== Segment start ==

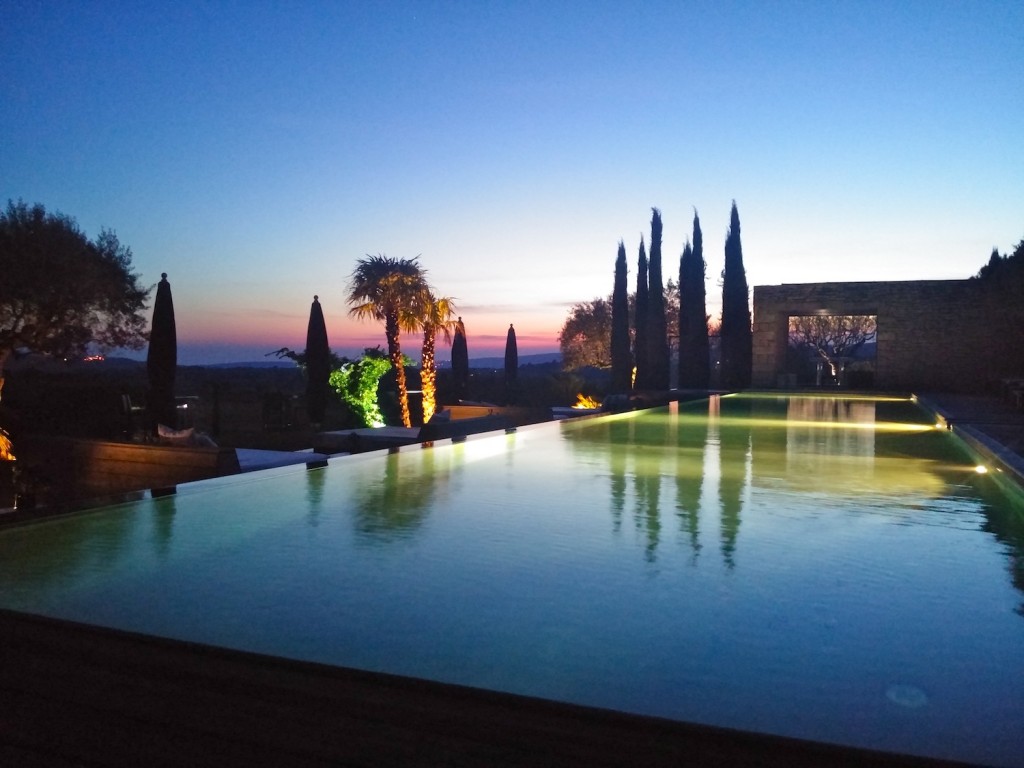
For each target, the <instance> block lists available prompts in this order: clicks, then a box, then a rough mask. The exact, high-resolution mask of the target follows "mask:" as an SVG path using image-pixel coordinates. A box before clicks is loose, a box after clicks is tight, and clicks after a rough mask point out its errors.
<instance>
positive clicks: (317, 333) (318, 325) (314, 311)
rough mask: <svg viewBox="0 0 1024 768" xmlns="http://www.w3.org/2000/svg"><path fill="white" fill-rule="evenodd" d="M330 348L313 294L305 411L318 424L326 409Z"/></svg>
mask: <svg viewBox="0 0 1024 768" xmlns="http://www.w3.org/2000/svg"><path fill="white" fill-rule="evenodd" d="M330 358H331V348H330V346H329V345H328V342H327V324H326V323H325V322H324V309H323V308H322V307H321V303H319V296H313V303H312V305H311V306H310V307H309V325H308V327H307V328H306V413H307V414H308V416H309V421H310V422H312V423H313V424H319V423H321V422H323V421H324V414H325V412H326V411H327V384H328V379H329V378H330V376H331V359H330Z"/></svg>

== Segment end ==

**Work task**. Reproduce the listing line for line without any changes, leaving out the picture.

**Response to the task**.
For each target, the <instance> block lists available prompts in this order: clicks, then a box, then a rough mask. The exact, high-resolution mask of the target follows "mask:" as an SVG path using image-pixel coordinates. A box before clicks is loose, a box after clicks is tight, and clicks after a rough mask point out its errors.
<instance>
positive clicks: (317, 333) (318, 325) (314, 311)
rough mask: <svg viewBox="0 0 1024 768" xmlns="http://www.w3.org/2000/svg"><path fill="white" fill-rule="evenodd" d="M330 348L313 294L305 411L318 424L326 409Z"/></svg>
mask: <svg viewBox="0 0 1024 768" xmlns="http://www.w3.org/2000/svg"><path fill="white" fill-rule="evenodd" d="M330 358H331V348H330V346H329V345H328V342H327V324H326V323H325V322H324V309H323V308H322V307H321V303H319V296H313V303H312V305H311V306H310V307H309V325H308V327H307V328H306V413H307V414H308V416H309V421H310V422H312V423H313V424H319V423H321V422H323V421H324V414H325V412H326V411H327V384H328V379H329V378H330V376H331V359H330Z"/></svg>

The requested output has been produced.